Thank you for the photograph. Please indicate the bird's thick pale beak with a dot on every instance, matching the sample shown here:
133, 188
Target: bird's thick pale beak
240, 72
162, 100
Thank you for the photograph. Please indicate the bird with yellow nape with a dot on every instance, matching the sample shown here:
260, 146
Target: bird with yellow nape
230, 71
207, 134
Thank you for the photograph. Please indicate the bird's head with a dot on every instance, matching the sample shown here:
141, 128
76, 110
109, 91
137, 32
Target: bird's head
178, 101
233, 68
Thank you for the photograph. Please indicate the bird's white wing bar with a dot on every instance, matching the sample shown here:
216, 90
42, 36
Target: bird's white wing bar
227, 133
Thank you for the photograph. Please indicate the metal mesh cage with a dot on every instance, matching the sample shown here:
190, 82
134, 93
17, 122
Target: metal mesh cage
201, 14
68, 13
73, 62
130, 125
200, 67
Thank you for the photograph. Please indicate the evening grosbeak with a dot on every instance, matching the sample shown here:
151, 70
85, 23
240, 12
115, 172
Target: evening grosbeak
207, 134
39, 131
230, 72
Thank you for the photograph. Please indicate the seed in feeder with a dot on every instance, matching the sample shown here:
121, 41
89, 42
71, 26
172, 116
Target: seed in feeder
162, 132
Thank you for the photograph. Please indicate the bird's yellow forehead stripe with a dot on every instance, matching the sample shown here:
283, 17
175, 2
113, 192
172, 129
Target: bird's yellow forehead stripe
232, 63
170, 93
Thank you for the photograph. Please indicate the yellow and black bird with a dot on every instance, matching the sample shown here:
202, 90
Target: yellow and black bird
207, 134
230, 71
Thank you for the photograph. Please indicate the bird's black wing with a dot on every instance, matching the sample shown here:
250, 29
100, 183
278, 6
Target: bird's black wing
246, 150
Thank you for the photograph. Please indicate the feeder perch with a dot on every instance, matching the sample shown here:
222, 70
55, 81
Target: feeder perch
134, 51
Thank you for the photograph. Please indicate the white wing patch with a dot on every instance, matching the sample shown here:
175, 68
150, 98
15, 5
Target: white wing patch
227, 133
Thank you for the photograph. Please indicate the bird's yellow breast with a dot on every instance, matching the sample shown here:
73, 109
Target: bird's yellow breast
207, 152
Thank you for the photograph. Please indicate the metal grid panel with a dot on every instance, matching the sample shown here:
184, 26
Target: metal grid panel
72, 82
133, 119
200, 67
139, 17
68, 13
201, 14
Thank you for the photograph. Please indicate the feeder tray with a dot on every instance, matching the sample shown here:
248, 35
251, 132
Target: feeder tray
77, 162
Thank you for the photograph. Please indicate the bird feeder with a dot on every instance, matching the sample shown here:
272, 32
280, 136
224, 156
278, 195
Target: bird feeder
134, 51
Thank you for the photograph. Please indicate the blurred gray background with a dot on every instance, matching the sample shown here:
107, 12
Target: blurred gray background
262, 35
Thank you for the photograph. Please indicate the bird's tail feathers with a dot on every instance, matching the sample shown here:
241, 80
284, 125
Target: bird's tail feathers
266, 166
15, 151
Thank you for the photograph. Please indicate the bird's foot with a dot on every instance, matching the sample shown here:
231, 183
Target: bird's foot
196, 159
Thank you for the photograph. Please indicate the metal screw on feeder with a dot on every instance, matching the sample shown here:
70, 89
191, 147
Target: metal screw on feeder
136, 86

+++

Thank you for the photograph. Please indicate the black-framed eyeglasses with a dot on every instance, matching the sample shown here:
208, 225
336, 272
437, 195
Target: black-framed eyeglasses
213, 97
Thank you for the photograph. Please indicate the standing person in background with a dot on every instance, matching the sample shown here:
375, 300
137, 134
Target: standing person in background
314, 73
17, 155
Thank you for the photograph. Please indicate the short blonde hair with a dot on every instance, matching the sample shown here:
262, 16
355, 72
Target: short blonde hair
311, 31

+++

■ Job: Pick out every line in the records above that contains the string "breast", and copy each one. Case counts.

■ Task response:
Thank you for the photograph. Please indicate the bird's yellow breast with a dot on every instance, matching the sample shown here:
Target: bird's yellow breast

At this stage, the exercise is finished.